**PROBLEM:**
Reproduce exactly the lines from the line containing "Tag every instance of the melting" through the last line of the listing, and no others.

**SOURCE DATA:**

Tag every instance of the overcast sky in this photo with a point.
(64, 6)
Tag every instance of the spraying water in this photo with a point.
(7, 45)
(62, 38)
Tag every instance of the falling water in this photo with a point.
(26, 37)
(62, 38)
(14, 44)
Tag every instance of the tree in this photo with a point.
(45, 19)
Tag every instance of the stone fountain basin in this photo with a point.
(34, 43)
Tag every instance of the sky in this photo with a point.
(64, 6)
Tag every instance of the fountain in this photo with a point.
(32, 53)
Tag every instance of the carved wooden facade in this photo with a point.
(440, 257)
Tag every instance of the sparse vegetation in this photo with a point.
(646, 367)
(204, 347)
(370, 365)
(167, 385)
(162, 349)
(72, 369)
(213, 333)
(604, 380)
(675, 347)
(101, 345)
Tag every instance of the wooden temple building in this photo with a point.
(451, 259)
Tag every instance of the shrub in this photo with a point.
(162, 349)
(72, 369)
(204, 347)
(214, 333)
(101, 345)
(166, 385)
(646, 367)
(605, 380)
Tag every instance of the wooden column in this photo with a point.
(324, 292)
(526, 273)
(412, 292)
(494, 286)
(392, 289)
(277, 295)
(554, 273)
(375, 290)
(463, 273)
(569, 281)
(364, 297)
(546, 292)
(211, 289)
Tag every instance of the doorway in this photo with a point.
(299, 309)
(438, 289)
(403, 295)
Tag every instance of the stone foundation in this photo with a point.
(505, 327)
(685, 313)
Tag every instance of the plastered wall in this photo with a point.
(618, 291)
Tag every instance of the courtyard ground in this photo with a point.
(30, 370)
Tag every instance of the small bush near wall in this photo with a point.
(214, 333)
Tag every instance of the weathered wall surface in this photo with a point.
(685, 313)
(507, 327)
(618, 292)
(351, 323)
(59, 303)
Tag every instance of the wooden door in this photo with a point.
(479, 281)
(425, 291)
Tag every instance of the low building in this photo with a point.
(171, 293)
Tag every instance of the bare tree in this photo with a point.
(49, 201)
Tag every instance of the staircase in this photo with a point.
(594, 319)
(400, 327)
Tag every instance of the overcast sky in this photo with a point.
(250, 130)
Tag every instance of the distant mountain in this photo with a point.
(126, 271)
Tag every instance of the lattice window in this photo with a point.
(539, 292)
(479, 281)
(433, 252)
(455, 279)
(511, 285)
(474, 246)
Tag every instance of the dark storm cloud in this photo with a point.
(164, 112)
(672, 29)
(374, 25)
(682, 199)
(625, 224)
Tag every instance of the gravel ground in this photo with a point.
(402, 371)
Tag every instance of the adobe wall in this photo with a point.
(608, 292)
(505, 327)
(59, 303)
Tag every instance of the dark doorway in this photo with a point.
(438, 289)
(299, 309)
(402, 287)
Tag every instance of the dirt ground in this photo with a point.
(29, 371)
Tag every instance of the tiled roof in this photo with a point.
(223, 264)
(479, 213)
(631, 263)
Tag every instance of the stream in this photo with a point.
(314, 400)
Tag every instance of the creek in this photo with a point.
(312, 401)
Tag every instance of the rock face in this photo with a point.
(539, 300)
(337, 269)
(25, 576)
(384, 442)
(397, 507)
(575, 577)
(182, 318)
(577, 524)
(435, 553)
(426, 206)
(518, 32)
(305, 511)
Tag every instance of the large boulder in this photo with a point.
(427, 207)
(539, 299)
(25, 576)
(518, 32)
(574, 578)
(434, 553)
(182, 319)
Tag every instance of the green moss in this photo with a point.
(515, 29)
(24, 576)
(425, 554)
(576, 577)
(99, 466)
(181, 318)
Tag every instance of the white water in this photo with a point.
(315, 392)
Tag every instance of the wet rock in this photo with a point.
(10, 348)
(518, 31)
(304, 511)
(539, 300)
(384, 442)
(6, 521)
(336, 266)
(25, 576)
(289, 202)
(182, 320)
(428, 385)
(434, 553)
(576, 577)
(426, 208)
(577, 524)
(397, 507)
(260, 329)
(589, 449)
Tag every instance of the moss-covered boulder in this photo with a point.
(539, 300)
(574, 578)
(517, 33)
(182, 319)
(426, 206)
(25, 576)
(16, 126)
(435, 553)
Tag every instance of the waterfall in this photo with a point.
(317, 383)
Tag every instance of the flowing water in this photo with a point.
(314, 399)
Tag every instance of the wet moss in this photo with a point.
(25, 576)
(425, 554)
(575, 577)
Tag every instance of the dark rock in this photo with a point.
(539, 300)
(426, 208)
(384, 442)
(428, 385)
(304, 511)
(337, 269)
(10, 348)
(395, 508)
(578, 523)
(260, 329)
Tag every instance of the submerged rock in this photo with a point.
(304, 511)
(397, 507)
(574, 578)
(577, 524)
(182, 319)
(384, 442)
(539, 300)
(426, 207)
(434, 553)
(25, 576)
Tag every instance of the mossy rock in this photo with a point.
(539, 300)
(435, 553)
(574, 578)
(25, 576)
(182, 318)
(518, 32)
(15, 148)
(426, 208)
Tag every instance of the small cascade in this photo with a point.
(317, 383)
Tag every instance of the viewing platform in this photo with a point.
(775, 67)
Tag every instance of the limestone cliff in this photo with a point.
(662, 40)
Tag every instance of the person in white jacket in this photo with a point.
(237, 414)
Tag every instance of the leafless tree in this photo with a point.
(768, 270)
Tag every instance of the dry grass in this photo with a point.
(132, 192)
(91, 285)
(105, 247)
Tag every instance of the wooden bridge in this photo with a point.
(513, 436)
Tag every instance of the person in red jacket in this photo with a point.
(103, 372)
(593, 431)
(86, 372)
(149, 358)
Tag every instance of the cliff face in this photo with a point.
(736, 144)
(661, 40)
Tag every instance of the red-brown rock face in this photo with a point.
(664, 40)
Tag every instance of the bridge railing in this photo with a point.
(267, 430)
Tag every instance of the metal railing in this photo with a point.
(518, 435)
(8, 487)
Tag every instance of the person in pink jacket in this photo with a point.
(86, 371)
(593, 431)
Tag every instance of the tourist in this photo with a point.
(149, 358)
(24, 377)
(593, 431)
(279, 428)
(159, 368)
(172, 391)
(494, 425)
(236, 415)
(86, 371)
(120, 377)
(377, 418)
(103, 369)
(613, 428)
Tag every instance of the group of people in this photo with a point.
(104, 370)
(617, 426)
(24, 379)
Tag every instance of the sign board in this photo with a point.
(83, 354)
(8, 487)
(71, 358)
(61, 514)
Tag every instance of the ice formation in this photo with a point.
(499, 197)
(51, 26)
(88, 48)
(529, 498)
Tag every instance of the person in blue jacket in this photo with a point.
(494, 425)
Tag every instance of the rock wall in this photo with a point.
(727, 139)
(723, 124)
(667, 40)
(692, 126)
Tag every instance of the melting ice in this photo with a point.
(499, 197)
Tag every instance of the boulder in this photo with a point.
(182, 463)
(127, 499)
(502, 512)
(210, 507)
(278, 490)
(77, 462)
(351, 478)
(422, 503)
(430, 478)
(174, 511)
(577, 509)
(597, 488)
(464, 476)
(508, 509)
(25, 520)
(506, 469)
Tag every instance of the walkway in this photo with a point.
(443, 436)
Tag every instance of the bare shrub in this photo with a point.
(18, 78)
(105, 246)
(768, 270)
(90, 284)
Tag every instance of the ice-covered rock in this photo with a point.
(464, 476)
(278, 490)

**PROBLEM SOLUTION:**
Tag every instance of the melting ice in this photo with a point.
(499, 197)
Tag every instance of the boulder in this photo with a point.
(182, 463)
(127, 499)
(502, 512)
(210, 507)
(278, 490)
(77, 462)
(351, 478)
(422, 503)
(430, 478)
(174, 511)
(577, 509)
(597, 488)
(464, 476)
(508, 509)
(25, 520)
(506, 469)
Tag every instance of the walkway in this photo with a point.
(443, 436)
Tag every instance of the bare shrub in this photo with a point.
(18, 78)
(105, 246)
(768, 270)
(90, 284)
Tag every instance of the ice-covered rock in this photo with a point.
(464, 476)
(278, 490)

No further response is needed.